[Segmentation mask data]

+ + + + +

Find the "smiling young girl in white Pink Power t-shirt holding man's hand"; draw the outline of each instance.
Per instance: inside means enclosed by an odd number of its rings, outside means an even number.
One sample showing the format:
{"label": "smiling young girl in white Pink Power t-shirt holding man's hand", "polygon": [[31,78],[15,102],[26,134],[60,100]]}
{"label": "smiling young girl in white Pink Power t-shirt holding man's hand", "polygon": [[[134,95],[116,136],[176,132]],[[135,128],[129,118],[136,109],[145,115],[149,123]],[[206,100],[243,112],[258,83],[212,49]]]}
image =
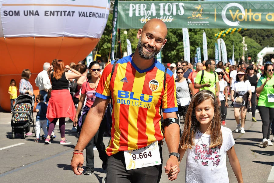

+ + + + +

**What the task asks**
Make an exact copy of the records shown above, without the pictures.

**Answer box**
Find the "smiling young girl in white Pink Power t-shirt holding man's hand"; draw the outline of each instance.
Per instance: inside means enclosed by an odd number of its rings, outside means an even number.
One sample showing the format:
{"label": "smiling young girl in white Pink Power t-shirt holding man's hand", "polygon": [[31,78],[15,102],[26,134],[60,100]]}
{"label": "smiling young girl in white Pink Power t-shirt holding man's hand", "polygon": [[[134,95],[116,136],[176,132]],[[135,128],[129,118],[136,109],[145,115],[149,123]],[[206,100],[243,112],[258,83],[212,49]]]}
image =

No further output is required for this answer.